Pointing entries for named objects

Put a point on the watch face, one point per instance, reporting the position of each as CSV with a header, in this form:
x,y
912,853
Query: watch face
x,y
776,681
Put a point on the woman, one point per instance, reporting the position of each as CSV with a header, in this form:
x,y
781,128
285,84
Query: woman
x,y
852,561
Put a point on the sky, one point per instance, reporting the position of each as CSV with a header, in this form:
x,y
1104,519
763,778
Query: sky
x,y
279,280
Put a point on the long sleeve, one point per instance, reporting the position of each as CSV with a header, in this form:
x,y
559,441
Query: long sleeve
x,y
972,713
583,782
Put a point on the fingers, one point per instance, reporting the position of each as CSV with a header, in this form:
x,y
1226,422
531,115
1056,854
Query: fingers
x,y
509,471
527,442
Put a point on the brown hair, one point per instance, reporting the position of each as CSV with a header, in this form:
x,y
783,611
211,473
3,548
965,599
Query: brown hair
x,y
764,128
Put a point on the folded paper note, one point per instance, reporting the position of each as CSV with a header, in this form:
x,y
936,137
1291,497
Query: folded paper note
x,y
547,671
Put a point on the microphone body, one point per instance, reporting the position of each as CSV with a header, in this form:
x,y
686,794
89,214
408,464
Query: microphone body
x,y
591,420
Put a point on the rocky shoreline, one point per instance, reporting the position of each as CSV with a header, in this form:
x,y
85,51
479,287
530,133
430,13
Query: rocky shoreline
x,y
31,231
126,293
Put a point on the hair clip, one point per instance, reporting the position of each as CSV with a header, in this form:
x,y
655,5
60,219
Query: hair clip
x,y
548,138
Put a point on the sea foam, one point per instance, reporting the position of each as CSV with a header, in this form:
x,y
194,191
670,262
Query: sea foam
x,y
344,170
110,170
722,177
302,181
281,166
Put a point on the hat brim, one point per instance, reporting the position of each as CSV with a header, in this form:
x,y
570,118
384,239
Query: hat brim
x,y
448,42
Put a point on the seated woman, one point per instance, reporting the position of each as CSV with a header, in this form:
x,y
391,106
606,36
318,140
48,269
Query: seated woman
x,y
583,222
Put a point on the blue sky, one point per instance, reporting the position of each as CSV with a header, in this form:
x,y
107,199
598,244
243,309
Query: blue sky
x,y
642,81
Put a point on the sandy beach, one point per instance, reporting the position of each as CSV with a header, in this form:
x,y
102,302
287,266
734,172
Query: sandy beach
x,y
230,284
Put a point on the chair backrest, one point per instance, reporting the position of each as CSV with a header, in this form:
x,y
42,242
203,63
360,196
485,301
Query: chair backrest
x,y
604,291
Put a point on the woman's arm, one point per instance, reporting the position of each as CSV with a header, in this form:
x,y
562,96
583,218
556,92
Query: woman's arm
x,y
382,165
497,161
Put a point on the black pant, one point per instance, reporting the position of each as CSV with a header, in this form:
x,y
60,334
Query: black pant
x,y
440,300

### TASK BRIEF
Quote every one of the lines above word for word.

### FINAL ANSWER
Put a point on the watch face, one point per instance, reporting the position of each as CSV with a header, in this form:
x,y
912,853
Query: watch face
x,y
776,681
Put a point on the woman, one point per instance, reporting the position of each as CSV with a header, in this form:
x,y
781,128
285,84
Query: woman
x,y
852,561
Put a point on the sky, one point per instance, reporting the position of each as CSV with a header, in this form:
x,y
1104,519
763,778
Query: sky
x,y
279,280
Put a point on the long sleeve, one point per instance, reporting the position of each as CSV with a header, in this form:
x,y
559,441
Query: long sleeve
x,y
972,713
583,782
Put a point on the fingers, one point per instance, reporting the position of each as CSV with a header, in this form:
x,y
1226,422
531,115
1056,854
Query: fingers
x,y
509,471
527,442
Put a point on the brown hair, one point per instance, reporting the position of each as CSV with a header, in this form:
x,y
783,611
211,473
3,548
965,599
Query: brown hair
x,y
764,128
Put a point on the folded paper note, one point per instance, reporting the position of each as CSV with a header, in this form:
x,y
936,137
1291,497
Query: folded paper note
x,y
547,671
Put a point on the microphone body, one point per instance, reporting the position of each as CSV with a header, in this form:
x,y
686,794
89,214
408,464
Query: microphone body
x,y
591,420
Put a point on the rocky shoreline, one point per instance, reporting the position of each as CSV with a header, in this form:
x,y
85,51
479,287
530,133
430,13
Query: rocky shoreline
x,y
31,231
126,293
Put a point on the hair clip, one point per instance, reporting the position of each as CSV with a header, in this form:
x,y
655,5
60,219
Query: hair clip
x,y
548,138
Put a point on the sea foam, one point per instance, reporting the position of each as CSV with a header, in this form:
x,y
194,191
670,262
Query: sea foam
x,y
344,170
110,170
722,177
302,181
281,166
Put a point on the hat brim, one point per instance, reporting the position of each as CSV with a header, in this form:
x,y
570,118
384,239
Query: hat brim
x,y
448,42
Put a point on the seated woman, one point per instance, reporting the position of each as CSV with a header, in this form:
x,y
391,106
606,36
318,140
48,269
Query: seated woman
x,y
583,222
Put a point on the blue sky, one point per instance, reporting the position of each as CSV with a header, in this form:
x,y
107,199
598,244
243,309
Query: blue sky
x,y
642,81
Put a point on the sandy beach, one point per instance, reporting the position of each as CSV with a header, in this form:
x,y
102,302
287,266
734,172
Query: sandy beach
x,y
230,284
Put a point on the chair backrest, one point per instance, reporting the position of each as CSV with a header, in this form:
x,y
42,242
203,63
360,196
485,301
Query: chair backrest
x,y
604,291
Put a point on the woman's arm, one point per instance, reporting the position of each as CSV with a header, in this form:
x,y
562,96
583,218
556,92
Query: woman's arm
x,y
382,165
497,161
Put a point on the black pant, one point per instance, reporting the position of each as CSV with a header, in this form:
x,y
60,334
Query: black pant
x,y
440,300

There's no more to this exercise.